DIRECTION:
Reproduce every one of the entries below word for word, leaving the pictures out of your copy.

━━━━━ DATASET EXTRACT

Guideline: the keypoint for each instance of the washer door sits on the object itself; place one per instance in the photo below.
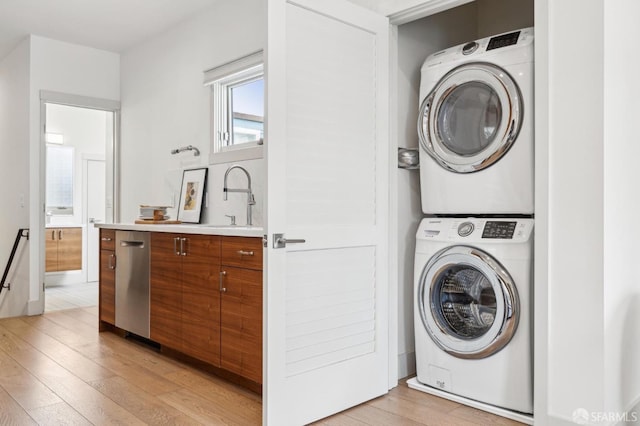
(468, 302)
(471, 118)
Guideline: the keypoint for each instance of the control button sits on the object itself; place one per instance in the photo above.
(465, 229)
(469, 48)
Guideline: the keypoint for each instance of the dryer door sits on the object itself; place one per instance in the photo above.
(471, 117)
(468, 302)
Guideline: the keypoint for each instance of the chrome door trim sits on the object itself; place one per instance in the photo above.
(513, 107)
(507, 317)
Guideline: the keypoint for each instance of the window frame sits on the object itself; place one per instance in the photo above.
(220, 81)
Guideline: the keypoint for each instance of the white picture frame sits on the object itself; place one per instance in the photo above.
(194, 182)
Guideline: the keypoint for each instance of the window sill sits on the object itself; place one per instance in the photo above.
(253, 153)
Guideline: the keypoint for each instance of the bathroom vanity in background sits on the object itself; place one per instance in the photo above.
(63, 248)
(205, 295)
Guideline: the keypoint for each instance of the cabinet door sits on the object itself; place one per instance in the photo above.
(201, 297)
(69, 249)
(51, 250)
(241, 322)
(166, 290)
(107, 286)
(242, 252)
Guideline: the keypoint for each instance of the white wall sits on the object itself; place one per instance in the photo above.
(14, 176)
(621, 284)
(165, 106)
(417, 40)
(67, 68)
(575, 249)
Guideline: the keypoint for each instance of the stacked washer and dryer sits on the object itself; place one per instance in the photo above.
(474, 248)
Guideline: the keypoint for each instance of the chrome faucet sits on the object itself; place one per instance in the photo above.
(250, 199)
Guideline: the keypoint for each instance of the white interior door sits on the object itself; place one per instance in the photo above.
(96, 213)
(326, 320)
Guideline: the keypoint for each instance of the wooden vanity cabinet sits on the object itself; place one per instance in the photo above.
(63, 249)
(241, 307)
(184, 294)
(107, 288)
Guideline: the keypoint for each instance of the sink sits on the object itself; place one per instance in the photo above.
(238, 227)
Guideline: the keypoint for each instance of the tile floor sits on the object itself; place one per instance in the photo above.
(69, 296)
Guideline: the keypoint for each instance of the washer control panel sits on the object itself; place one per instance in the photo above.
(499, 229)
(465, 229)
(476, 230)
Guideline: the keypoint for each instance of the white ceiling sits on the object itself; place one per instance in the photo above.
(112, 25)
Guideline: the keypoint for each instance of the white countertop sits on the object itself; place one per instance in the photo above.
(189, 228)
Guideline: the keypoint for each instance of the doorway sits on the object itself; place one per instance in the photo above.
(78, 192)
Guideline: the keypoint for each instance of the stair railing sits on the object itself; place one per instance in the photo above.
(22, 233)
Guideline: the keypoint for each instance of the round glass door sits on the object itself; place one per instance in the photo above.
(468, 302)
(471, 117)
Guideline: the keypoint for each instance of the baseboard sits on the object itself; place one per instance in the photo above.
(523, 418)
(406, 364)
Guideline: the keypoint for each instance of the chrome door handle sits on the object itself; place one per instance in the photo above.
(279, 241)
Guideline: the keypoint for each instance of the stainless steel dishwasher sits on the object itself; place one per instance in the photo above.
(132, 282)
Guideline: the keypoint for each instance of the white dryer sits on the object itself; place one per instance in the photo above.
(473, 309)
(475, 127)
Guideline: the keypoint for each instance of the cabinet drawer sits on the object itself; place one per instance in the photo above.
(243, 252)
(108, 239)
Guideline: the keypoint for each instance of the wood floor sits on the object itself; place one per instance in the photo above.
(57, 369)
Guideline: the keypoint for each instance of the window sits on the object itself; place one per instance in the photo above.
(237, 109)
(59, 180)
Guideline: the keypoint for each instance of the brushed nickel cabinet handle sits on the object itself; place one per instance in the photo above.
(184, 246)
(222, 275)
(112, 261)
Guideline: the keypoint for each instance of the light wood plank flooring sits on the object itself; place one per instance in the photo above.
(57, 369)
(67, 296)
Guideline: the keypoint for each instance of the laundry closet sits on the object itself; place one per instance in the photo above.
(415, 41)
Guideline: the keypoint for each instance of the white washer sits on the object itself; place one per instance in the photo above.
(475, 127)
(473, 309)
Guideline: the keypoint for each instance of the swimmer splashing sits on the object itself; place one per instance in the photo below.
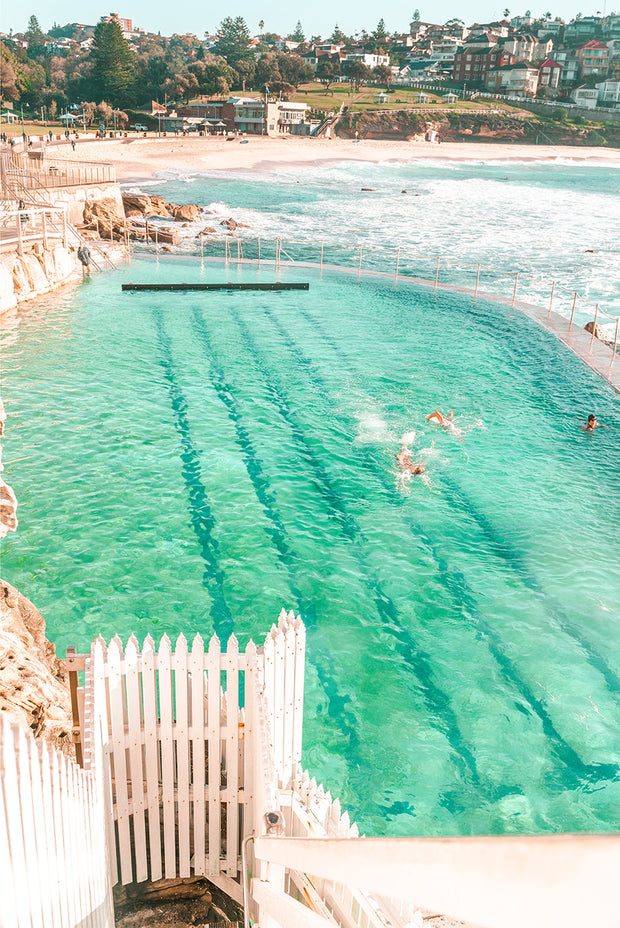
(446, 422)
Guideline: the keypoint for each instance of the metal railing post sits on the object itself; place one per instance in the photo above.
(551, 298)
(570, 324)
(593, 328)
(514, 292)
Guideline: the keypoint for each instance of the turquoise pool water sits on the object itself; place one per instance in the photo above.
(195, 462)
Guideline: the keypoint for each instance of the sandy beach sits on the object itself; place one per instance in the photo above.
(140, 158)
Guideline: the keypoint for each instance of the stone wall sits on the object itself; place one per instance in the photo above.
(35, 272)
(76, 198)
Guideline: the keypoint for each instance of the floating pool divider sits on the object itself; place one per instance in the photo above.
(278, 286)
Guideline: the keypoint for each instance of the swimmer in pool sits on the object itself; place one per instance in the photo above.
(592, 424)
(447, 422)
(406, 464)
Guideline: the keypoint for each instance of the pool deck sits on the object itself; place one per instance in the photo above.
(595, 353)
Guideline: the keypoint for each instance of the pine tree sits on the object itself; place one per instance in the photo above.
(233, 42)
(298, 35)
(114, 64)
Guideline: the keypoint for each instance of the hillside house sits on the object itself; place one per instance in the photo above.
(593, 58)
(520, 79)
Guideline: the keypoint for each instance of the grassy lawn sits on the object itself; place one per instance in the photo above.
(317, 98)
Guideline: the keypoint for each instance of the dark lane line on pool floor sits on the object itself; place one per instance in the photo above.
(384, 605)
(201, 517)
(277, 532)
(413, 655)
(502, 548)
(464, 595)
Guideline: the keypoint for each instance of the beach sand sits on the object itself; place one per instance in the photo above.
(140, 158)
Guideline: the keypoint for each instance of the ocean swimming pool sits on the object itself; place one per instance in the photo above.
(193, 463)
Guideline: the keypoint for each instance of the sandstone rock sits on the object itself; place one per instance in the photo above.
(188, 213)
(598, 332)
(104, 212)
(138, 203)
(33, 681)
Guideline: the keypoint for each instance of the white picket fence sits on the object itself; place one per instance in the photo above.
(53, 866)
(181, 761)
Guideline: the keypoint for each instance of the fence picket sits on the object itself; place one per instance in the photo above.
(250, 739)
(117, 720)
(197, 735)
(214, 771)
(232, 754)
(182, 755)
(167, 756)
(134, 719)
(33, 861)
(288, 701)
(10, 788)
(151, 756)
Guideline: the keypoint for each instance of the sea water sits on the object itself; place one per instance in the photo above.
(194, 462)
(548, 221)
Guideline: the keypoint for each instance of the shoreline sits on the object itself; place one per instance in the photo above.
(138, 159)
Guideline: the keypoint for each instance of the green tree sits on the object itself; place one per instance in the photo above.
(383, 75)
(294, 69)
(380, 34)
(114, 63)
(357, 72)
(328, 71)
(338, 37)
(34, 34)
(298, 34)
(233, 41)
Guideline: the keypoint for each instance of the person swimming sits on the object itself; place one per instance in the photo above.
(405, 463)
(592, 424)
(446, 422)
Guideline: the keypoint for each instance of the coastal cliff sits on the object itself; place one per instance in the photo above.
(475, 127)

━━━━━━━━━━

EXERCISE RESULT:
Guideline: the keypoint for each instance of the washer door sits on the object itself; place one per instance in the photo below.
(468, 302)
(471, 118)
Guideline: the keypoint for each instance of the control button sits on the object itself; place one per instance in the photo above.
(465, 229)
(469, 48)
Guideline: the keypoint for each instance of the dryer door sits on the object itself; place one per instance in the photo above.
(471, 117)
(468, 302)
Guideline: the keypoint for each instance of the chrome door trim sits on the object itself; place one per instance in the photo above.
(513, 107)
(507, 317)
Guideline: the keypoint for each instance of the window frame sits on the object itself; place one per instance in the photo above.
(220, 81)
Guideline: the keypoint for each instance of the white picture frame sits on the object itself; place one per instance in the photo above.
(194, 182)
Guideline: the keypoint for each instance of the window sill sits on the object itself; place one per instance in the photo above.
(253, 153)
Guideline: the keypoint for each instance of the bathroom vanity in background sits on the object itself; place one per instance in the photo above.
(63, 248)
(205, 295)
Guideline: the keypoint for each instance of the cabinet door sits on the object itself; place one per instance in the photo above.
(201, 297)
(69, 249)
(51, 250)
(241, 322)
(166, 290)
(107, 286)
(242, 252)
Guideline: the keypoint for each instance of the white wall sits on the object itself; place one per instance in the photo above.
(14, 176)
(621, 284)
(165, 106)
(417, 40)
(67, 68)
(575, 249)
Guideline: the keypoint for each instance of the stacked washer and dryer sits on the object itself; place one per instance in the photo above.
(474, 248)
Guideline: the keypoint for each instance of the chrome faucet sits on the object itself; place one per instance in the photo above.
(250, 199)
Guideline: the keypoint for each instance of the white interior door sits on the object itself; place one per instance in the photo above.
(96, 213)
(326, 320)
Guideline: the keypoint for each instance of the wooden vanity cabinet sits on the object itself; place one per instance in the photo above.
(63, 249)
(241, 307)
(184, 294)
(107, 288)
Guideline: the keypoint for each instance of the sink sits on the object itself; place one per instance in the photo above.
(238, 227)
Guideline: the keypoint for each instance of the tile floor sits on the object itself; place one per instance in the photo above.
(69, 296)
Guideline: the keypoint for each instance of the washer control panel sits on the object itself; place one per instance in the photo above.
(499, 229)
(465, 229)
(476, 230)
Guideline: the keypoint for each instance of the white ceiling sits on the object itself; place one per instance in the photo above.
(112, 25)
Guideline: the keypoint for each instance of the white countertop sits on the object itself; place one per instance in the photo above.
(189, 228)
Guideline: the keypoint for each instance of the doorway sits on the object itself; place one per instance in the photo above.
(78, 192)
Guideline: the keypoint for each instance of the stair railing sits on the object itself; place one per instance in the photo above.
(22, 233)
Guideline: the keypoint for each instance of the round glass door sits on the object itself; place one per instance in the photo above.
(468, 302)
(471, 117)
Guideline: the keypoint for each instance of the baseboard sits on the object itself; place one per instance in the photo above.
(523, 418)
(406, 364)
Guideline: the keypoint for each instance of the chrome door handle sits on the object itself; place one per instance in the photo above.
(279, 241)
Guideline: the keypoint for each instance of the stainless steel dishwasher sits on the object itself; place one per instance in the photo above.
(132, 282)
Guideline: the keypoint for each instance of the white dryer sits on the object itself; place one per instance in the photo above.
(473, 309)
(475, 127)
Guideline: the keypoint for each instance of the cabinet drawer sits on the object itself; place one per instance in the photo above.
(243, 252)
(108, 239)
Guideline: the keypoint for each instance of the wood floor sits on the object itself; place one per instance in the photo above.
(57, 369)
Guideline: the keypoint for each instance of the window sits on the object itself; place one per instance in the photo above.
(237, 109)
(59, 180)
Guideline: the keypoint for each instance of the brushed nickel cabinet handle sits on the object itself; place one per instance in the photo above.
(184, 246)
(222, 275)
(112, 261)
Guideline: the keypoint for each instance of the light wood plank flooring sits on the object itself; place one per instance in the photo above.
(57, 369)
(67, 296)
Guideline: the keypoint for each instance of the laundry closet sits on the object itself; place one per instance in the photo above.
(415, 41)
Guideline: the keypoint for each instance of the white washer sits on the object itself; place one per instance in the photo above.
(475, 127)
(473, 309)
Guideline: the keypoint for each instance of the swimmer splashing sits on the object itself; place one per instance in the photo below.
(446, 422)
Guideline: the keypoint for each instance of the metal railing post sits on the object itself; place one per instance in the photo above.
(551, 298)
(570, 324)
(593, 328)
(514, 292)
Guideline: the keypoint for each instance of the turquoise pool water sits on the object itself; place one per instance in the photo above.
(195, 462)
Guideline: the keypoint for each instance of the sandy beach sits on the object itself; place one per instance in the photo above.
(140, 158)
Guideline: the keypoint for each instance of the stone wall sits on the object itself; place one per instance in the photo above.
(35, 272)
(76, 198)
Guideline: the keypoint for each instance of the floating pool divider sits on the object itself; place one per instance in the photo above.
(278, 286)
Guideline: the keypoint for each instance of the swimmer in pool sits on the object itself; place one per instance in the photo above.
(592, 424)
(447, 422)
(406, 464)
Guideline: the keypoint for each instance of the pool deck sits on the object itself; place one per instance in the photo above.
(595, 353)
Guideline: the keypoint for each instance of the pine tree sits on the object itself; place one per instance in the photo above.
(233, 42)
(298, 35)
(114, 64)
Guideline: the keypoint for each instance of the hillside house sits on the object itself; place one per instance in the photo above.
(593, 58)
(520, 79)
Guideline: the keypoint for each instance of the grassy lawn sits on the object itself; place one per instance in the photo above.
(317, 98)
Guideline: the keypoint for each instance of the dark lane line on pool floor sits on the object itself; place one per instance in the photo above.
(384, 605)
(201, 517)
(277, 532)
(413, 655)
(502, 548)
(464, 595)
Guideline: the keypoint for each instance of the beach sand sits on the object itself; place one per instance in the photo above.
(140, 158)
Guideline: the keypoint for each instance of the ocean swimming pool sits on the object itself; place one per instance in the photo above.
(193, 463)
Guideline: the keypoint for each instance of the sandstone rock sits on the object itself; place one per instance in the photo above.
(188, 213)
(598, 332)
(104, 212)
(138, 203)
(33, 681)
Guideline: the keypoint for each instance of the white picket fence sits on the object itself; place one per instance in the photo above.
(53, 866)
(181, 761)
Guideline: the keypoint for each instance of the fence picket sits on the object itself; place one per instance in the photo above.
(250, 739)
(117, 720)
(197, 735)
(214, 771)
(232, 754)
(182, 755)
(167, 756)
(134, 719)
(33, 861)
(288, 701)
(10, 788)
(151, 756)
Guideline: the keypoint for each instance of the sea water sits on the object itself; place one per instance in the photo above.
(194, 462)
(548, 221)
Guideline: the keypoint for each instance of the shoreline sits on the object itself; place one per instance in the photo above.
(138, 159)
Guideline: the keypoint for each instance of the green tree sits on the object itself; place one per instance in the photo above.
(383, 75)
(294, 69)
(380, 34)
(114, 63)
(357, 72)
(328, 71)
(338, 37)
(34, 34)
(298, 34)
(233, 41)
Guideline: the keypoint for each instance of the person swimming sits on the object itself; place one per instance in the photo above.
(405, 463)
(592, 424)
(446, 422)
Guideline: the keypoint for each instance of the coastal cliff sits on the object itself; place one per instance in the photo above.
(475, 127)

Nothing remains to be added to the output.